Activity:
Report all lines of the records that contain "below".

━━━━━ Records for processing ━━━━━

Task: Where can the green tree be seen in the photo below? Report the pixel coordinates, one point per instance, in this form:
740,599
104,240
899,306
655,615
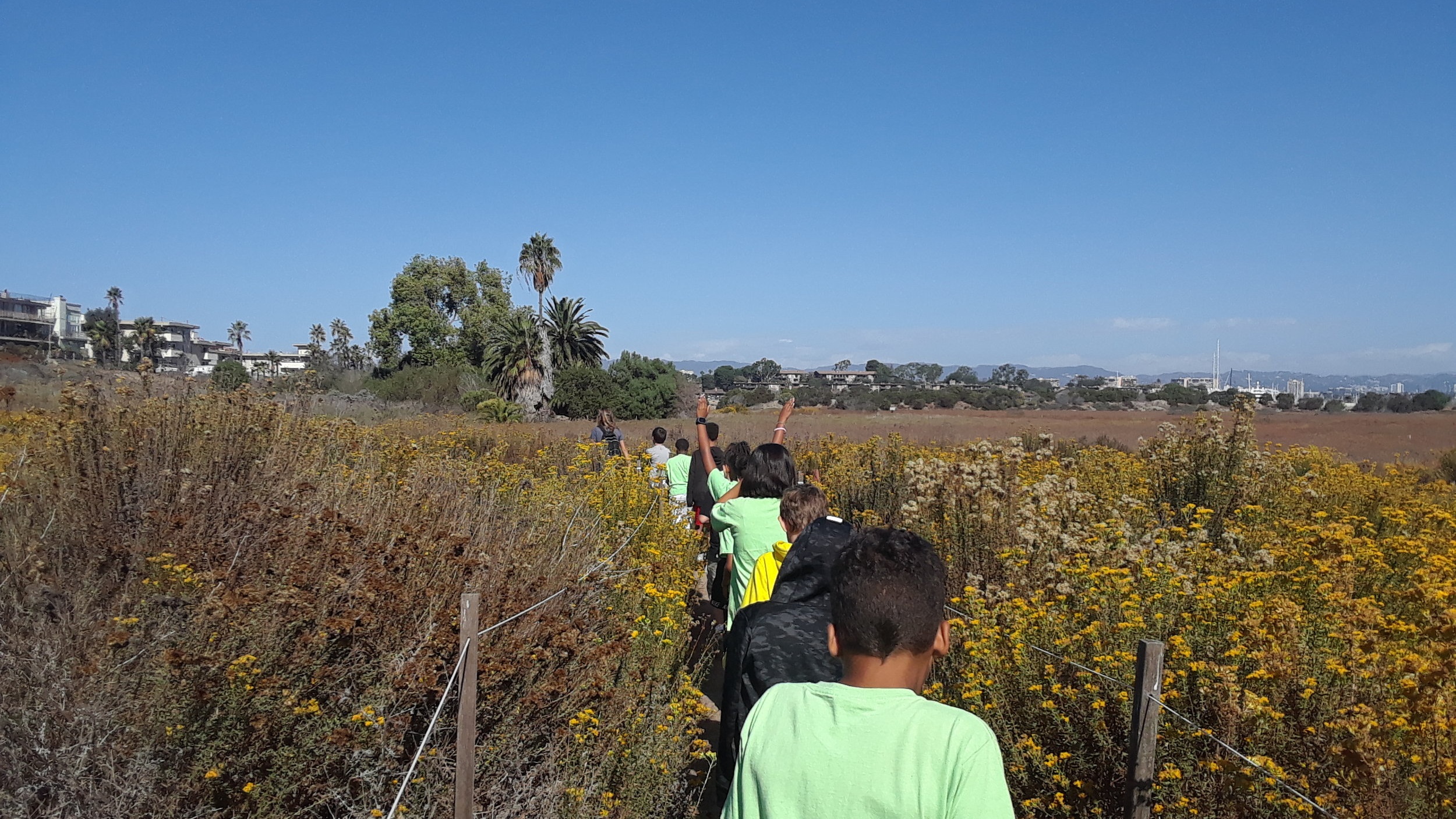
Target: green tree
147,336
229,375
963,375
514,353
918,372
726,376
539,264
344,355
316,338
583,390
1008,375
1370,403
648,387
574,338
440,312
238,334
1430,400
103,329
114,301
762,370
500,411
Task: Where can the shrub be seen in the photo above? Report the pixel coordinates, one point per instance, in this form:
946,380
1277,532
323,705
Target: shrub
472,400
648,387
500,411
581,391
437,388
1430,400
229,375
220,592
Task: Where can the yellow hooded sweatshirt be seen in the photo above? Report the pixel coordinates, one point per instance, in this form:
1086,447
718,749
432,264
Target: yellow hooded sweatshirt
765,574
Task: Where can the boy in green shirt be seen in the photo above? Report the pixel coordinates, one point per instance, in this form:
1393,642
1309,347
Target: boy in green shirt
677,467
871,747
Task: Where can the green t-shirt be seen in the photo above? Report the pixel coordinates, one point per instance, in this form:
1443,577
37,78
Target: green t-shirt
718,484
814,750
752,525
677,474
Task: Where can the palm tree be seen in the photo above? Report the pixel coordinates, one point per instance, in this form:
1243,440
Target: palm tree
115,299
341,343
540,263
238,334
513,358
147,337
574,338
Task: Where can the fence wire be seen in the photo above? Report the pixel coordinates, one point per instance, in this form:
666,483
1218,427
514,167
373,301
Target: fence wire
1199,729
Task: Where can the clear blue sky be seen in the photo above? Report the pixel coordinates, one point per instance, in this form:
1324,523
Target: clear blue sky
1114,184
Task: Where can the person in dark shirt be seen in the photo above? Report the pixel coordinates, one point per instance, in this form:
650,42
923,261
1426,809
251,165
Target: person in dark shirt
701,499
782,639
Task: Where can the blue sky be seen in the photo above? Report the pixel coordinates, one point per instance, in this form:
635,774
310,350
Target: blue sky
1114,184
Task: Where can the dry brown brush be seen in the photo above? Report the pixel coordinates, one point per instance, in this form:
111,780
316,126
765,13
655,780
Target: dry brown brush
213,605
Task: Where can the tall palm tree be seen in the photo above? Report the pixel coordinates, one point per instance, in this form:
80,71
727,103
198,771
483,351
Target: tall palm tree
147,337
115,299
238,334
341,343
574,338
513,358
540,263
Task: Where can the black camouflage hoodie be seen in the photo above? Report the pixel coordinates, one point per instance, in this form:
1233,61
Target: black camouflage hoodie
784,639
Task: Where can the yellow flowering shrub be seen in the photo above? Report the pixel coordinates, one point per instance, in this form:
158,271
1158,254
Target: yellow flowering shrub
1306,605
219,603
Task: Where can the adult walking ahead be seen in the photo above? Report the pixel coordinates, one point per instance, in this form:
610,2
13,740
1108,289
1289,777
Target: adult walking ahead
607,432
750,510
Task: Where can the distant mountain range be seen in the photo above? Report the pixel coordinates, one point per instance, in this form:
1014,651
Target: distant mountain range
1411,382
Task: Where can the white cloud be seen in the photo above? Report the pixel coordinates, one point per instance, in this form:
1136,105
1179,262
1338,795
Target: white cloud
1419,352
1142,324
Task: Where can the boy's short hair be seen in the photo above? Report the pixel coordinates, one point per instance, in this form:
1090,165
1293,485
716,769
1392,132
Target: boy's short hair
769,472
737,458
887,592
801,506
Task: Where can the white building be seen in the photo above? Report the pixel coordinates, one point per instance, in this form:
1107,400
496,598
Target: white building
179,347
41,321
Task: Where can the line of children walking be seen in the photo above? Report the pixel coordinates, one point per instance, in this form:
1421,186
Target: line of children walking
831,639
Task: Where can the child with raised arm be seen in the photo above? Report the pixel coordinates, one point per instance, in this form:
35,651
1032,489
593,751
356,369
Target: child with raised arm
870,745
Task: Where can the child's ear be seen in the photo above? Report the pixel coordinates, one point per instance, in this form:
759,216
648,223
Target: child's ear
942,640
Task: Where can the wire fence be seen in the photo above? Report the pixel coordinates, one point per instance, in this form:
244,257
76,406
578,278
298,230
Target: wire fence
465,649
1199,730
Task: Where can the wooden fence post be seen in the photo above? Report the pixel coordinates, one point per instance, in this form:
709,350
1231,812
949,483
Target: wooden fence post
465,718
1142,750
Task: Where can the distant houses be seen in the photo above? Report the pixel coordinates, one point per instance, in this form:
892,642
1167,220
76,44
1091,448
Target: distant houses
53,326
50,323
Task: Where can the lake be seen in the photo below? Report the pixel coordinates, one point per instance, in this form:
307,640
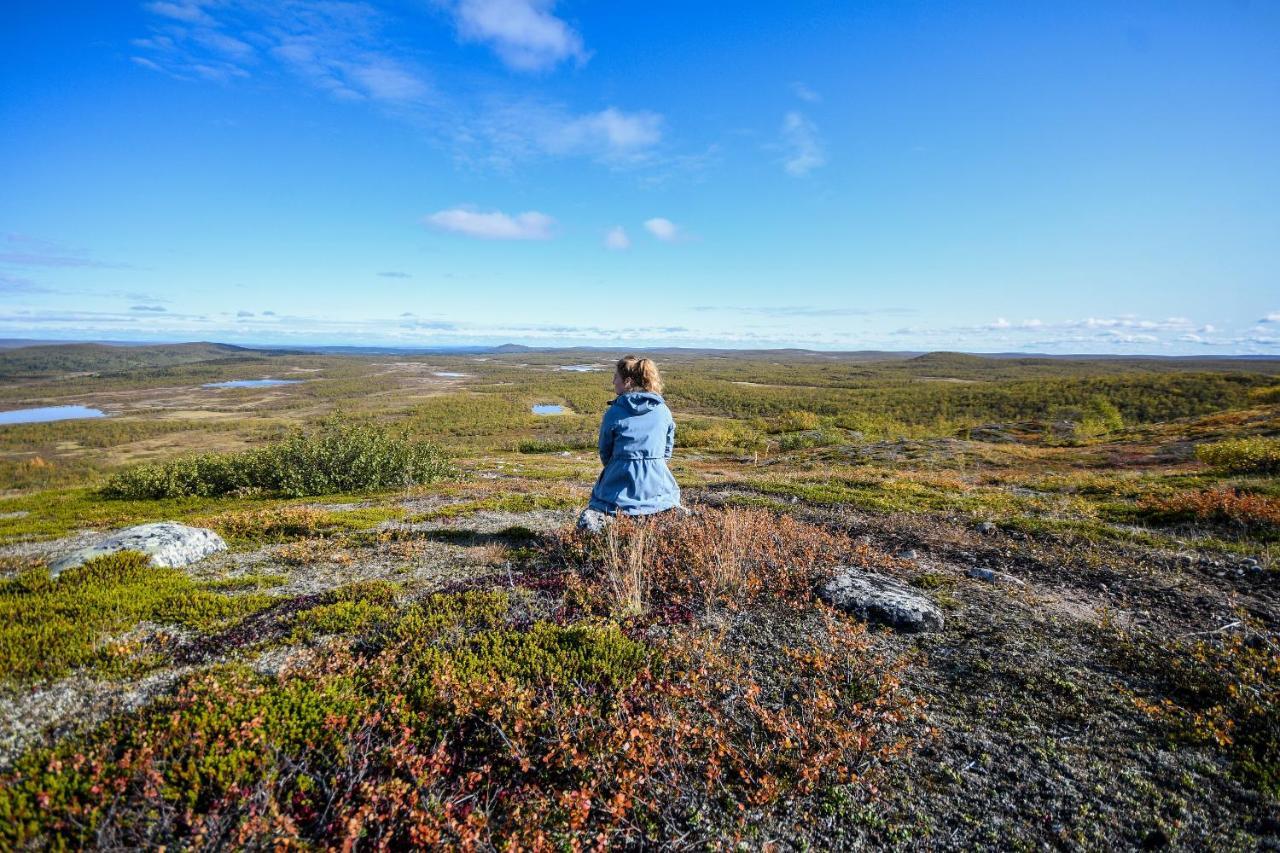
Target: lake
48,413
252,383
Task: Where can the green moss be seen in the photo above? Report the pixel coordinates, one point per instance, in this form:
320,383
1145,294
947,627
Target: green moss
504,503
245,582
49,626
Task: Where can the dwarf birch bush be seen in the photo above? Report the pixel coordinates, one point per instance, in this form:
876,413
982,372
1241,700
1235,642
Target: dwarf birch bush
339,456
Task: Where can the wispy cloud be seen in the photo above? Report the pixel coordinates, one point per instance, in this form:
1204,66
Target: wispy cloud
14,284
617,238
803,145
506,131
350,50
803,310
525,35
23,250
493,226
334,46
184,12
805,94
617,133
663,229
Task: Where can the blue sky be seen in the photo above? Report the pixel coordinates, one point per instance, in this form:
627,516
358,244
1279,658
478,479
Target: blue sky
1050,177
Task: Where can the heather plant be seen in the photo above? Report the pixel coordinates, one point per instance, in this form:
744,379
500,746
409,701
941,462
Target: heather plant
339,456
49,626
1220,690
451,725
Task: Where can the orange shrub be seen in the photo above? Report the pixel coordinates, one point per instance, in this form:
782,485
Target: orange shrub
730,557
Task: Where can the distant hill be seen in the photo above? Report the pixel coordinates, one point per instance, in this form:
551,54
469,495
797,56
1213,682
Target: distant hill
48,360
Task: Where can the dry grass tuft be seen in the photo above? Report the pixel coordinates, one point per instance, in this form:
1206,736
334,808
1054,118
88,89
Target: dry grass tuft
720,557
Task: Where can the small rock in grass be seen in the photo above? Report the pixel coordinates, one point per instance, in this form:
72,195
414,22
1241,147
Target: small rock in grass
594,520
876,598
168,543
993,576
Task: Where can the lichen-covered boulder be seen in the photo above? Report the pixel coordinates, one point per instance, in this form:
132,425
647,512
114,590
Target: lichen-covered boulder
168,543
876,598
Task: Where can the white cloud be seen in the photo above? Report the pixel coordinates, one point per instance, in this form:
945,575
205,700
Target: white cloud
803,145
805,94
663,229
184,12
493,226
612,131
383,80
334,46
617,238
525,35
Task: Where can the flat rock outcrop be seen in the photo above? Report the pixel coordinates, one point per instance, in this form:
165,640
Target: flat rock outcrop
168,543
880,600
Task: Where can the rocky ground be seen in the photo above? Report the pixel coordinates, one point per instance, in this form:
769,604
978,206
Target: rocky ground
1031,733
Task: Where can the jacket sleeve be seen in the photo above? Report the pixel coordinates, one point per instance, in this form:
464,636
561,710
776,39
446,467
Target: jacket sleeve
606,442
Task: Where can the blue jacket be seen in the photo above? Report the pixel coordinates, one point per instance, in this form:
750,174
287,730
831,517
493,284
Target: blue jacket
636,438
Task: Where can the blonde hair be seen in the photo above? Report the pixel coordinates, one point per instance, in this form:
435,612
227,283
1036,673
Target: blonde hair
641,373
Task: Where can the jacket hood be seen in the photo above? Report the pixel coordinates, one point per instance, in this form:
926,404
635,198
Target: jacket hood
638,402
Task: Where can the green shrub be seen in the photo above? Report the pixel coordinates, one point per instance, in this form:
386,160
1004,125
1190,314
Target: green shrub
339,456
1243,455
48,626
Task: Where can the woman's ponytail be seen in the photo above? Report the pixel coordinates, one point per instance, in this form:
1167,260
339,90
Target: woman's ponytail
641,373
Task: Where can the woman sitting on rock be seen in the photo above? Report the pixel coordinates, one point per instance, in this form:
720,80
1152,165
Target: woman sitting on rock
636,438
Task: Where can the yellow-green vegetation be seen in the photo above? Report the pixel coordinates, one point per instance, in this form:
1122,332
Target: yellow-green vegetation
506,503
246,582
339,456
672,682
48,626
449,725
1243,455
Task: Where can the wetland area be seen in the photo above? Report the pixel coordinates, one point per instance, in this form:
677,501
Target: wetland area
1102,538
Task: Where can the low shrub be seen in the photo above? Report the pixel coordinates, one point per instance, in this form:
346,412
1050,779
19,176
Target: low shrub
49,626
1220,506
339,456
453,728
553,445
717,557
1221,690
1243,455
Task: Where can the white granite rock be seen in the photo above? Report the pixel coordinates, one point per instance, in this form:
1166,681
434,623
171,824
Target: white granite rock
876,598
168,543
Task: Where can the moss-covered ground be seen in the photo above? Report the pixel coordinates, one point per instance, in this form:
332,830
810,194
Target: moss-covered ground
448,664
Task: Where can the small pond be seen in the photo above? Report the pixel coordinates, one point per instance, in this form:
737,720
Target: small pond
252,383
48,413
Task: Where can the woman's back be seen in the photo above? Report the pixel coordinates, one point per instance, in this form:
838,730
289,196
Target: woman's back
638,425
638,436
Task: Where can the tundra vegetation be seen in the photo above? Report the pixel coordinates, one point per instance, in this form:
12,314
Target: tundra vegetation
407,643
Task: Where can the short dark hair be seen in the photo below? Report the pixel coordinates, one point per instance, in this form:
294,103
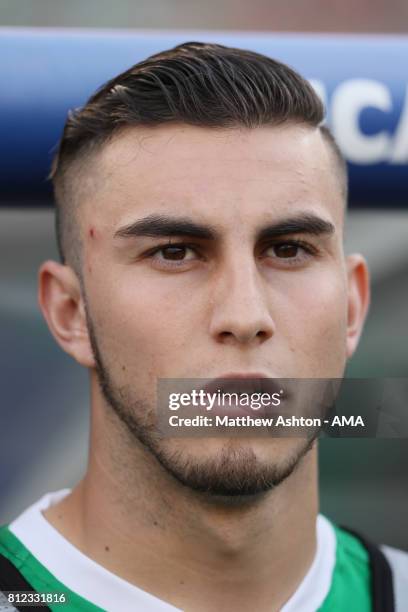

━━━━━

Reply:
Task: Where can the green tree be seen in the photo below? Report the pixel coordinates, one point per instance, in this form:
Task: Where can the lake be seen in the photo below? Report the pixel coordinates, one point per instance, in this form:
Task: Where can the short dark hair be seen in the photo below? Report the pixel coordinates, one point per instance, in this form:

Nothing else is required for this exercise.